Short problem => Below you will find a set of lines. Repeat them all exactly.

(Point placement records)
.....

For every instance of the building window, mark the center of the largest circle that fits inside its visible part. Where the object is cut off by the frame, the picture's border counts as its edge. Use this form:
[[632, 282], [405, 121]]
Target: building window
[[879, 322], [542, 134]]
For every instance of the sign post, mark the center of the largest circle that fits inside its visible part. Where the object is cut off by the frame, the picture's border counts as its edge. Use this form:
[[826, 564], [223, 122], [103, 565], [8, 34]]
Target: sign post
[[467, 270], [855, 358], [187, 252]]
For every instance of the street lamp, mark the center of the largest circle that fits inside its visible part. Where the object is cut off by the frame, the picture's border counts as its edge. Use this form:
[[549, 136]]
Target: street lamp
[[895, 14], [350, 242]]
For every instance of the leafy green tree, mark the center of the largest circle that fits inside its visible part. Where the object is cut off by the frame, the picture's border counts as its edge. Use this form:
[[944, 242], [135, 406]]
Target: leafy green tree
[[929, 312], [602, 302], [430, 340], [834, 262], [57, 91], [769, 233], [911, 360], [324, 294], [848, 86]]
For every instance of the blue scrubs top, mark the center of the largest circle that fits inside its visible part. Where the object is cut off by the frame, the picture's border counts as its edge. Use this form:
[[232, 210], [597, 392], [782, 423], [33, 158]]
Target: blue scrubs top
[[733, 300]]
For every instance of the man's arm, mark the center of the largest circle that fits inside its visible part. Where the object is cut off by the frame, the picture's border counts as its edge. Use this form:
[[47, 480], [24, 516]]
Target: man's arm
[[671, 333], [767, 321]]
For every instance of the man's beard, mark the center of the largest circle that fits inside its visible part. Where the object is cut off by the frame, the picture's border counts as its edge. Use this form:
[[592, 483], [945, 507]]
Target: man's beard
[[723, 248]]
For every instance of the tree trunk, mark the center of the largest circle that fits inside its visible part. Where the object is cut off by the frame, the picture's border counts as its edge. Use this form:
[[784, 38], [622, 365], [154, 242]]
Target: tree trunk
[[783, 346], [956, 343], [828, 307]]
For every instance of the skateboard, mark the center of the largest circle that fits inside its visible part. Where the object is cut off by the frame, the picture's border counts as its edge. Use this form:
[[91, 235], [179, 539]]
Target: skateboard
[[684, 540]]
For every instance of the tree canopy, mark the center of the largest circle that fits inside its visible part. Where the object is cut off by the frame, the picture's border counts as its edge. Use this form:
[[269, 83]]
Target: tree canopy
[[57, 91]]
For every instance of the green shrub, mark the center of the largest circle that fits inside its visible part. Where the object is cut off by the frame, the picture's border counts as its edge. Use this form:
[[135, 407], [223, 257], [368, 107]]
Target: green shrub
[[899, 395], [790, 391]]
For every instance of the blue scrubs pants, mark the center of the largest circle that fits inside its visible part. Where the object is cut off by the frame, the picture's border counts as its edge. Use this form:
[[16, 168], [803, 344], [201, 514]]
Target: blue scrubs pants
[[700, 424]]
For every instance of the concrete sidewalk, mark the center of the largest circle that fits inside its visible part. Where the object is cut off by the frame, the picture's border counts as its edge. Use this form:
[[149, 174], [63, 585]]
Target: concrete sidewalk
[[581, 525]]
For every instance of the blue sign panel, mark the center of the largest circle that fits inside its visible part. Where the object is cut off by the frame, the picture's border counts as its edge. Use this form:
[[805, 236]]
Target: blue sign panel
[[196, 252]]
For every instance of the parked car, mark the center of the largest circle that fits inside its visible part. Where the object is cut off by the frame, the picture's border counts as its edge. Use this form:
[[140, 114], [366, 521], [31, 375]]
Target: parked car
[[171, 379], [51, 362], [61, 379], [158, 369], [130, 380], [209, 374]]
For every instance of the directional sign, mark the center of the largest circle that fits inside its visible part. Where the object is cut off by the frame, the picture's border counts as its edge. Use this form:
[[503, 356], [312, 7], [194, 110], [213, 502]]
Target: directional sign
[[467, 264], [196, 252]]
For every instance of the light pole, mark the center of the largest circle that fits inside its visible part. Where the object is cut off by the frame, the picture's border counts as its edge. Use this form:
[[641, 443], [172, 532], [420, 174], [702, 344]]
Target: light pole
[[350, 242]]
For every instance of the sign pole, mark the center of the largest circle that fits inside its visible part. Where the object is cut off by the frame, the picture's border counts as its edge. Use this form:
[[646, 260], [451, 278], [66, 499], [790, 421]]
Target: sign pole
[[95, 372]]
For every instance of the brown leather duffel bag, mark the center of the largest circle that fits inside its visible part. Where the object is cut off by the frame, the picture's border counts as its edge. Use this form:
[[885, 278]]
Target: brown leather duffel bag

.....

Right answer =>
For every instance of the building window, mark the center of the largest circle that fits inside its visible part. Where the object is cut off by the frame, the picture's border counts as its edge. Use this form:
[[632, 282], [405, 121]]
Target: building window
[[879, 322], [542, 134]]
For every instance of the sign post, mark the center of the largest circle that fits inside its visible part. Where the object is cut off by the frame, the picture's border counts as its edge. Use this form:
[[826, 564], [223, 122], [103, 565], [8, 34]]
Target: sign post
[[467, 270], [855, 358], [187, 252]]
For every instance of the street lamp, mark the center of the largest circle that fits inside its visible part. Where the object is cut off by the frame, the picture's border counts as its edge. Use this form:
[[549, 136]]
Target: street lamp
[[895, 14], [350, 242]]
For every instance of the leafy green tree, mark the center of the largest circle that fits inside its visible part. Where the object is cut off by the frame, the picture's border counts as its edge. Use this form:
[[944, 242], [135, 406]]
Target: leafy green tree
[[929, 312], [602, 302], [430, 340], [834, 262], [57, 91], [769, 233], [911, 360], [324, 294], [848, 86]]
For every instance of the blue scrubs top, mark the center of the largest circle that fits inside its visible part. Where the object is cut off by the frame, the picture's border counts as its edge. Use this form:
[[232, 210], [597, 392], [782, 423], [33, 158]]
Target: blue scrubs top
[[733, 300]]
For every instance of the man's arm, mark the center of the largest circle that fits inside its visible part. Where the object is cut off by the frame, the picture's border counts as its edge. Use this form:
[[47, 480], [24, 516]]
Target: man's arm
[[671, 333], [767, 321]]
For every instance of the man's beard, mark the center of the largest circle that fits inside its visible part. Where the object is cut off by the frame, the picture's border counts as its edge. Use this form:
[[592, 483], [945, 507]]
Target: man's beard
[[723, 248]]
For every instance of the tree trunk, mark the center of the largest circle that fits inside its visible part. Where the object is cut off by the frame, the picture's border counts as its edge. Use this form:
[[784, 38], [622, 365], [154, 242]]
Target: tree trunk
[[783, 346], [956, 343], [828, 307]]
For every instance of the skateboard, mark the center of the largest circle that fits inside its visible part. Where the object is cut off by the frame, the picture's border counts as its edge. Use this form:
[[91, 235], [179, 539]]
Target: skateboard
[[684, 540]]
For every instance of the tree canopy, mark the center of the largest circle that fits inside its visible part. Where the object is cut off by the frame, the picture's border counts as its edge. Use this form:
[[269, 83]]
Target: tree canopy
[[57, 91]]
For every instance of the green shrub, mark the center of the largest circle that fits inside its visible part. Where the object is cut off by the frame, the picture's border counts as its edge. Use this form:
[[135, 407], [223, 257], [368, 107]]
Target: green shrub
[[899, 395], [790, 391]]
For every instance of the blue scrubs pants, mark the center of the largest circle that fits inside its visible part. Where the object is cut off by the frame, the picture's border counts as its edge. Use this form:
[[16, 168], [803, 344], [201, 514]]
Target: blue scrubs pants
[[700, 424]]
For every instance of the concrete sidewalk, mark the center of the largest circle that fits inside its visible part. Where the object is cut off by the frame, the picture's border counts as its edge. Use this form:
[[149, 174], [63, 585]]
Target: concrete sidewalk
[[581, 525]]
For every instance of the blue sign panel, mark the center of the largest circle that fits inside its visible part. Where the object is cut off by the frame, the picture's border counts as its edge. Use this form:
[[805, 236]]
Target: blue sign panel
[[196, 252]]
For every instance of the parked car, mark the center of the largest circle that fits inside its visible part. Where the object is cut off by the frame, the picture's border counts as its edge. Use this form:
[[140, 114], [366, 521], [31, 375]]
Target: parked car
[[171, 379], [51, 362], [61, 379], [158, 369], [130, 380], [209, 374]]
For every instance of the directional sign, mark the center of the largest circle that fits inside its visible part. Where the object is cut off by the frame, the picture's border counts as its edge. Use this form:
[[503, 356], [312, 7], [194, 110], [213, 502]]
Target: directional sign
[[467, 264], [196, 252]]
For every instance of the light pole, mark the center of the largest circle that fits inside its visible part. Where the object is cut off by the frame, the picture's border counts as its edge. Use this form:
[[641, 443], [172, 532], [420, 174], [702, 344]]
Target: light pole
[[350, 242]]
For every instance of the sign pole, mark the center of the largest circle that fits inside its visible part. Where the object is cut off by the frame, the picture's border counts as its edge. Use this form:
[[646, 260], [451, 278], [66, 499], [790, 421]]
Target: sign pole
[[95, 372]]
For every instance of the brown leather duffel bag, mark the center of the largest circle that fits inside its visible part. Where the object is cut off by the frame, the picture's border counts as its edge. Use this form:
[[885, 278]]
Target: brown leather duffel bag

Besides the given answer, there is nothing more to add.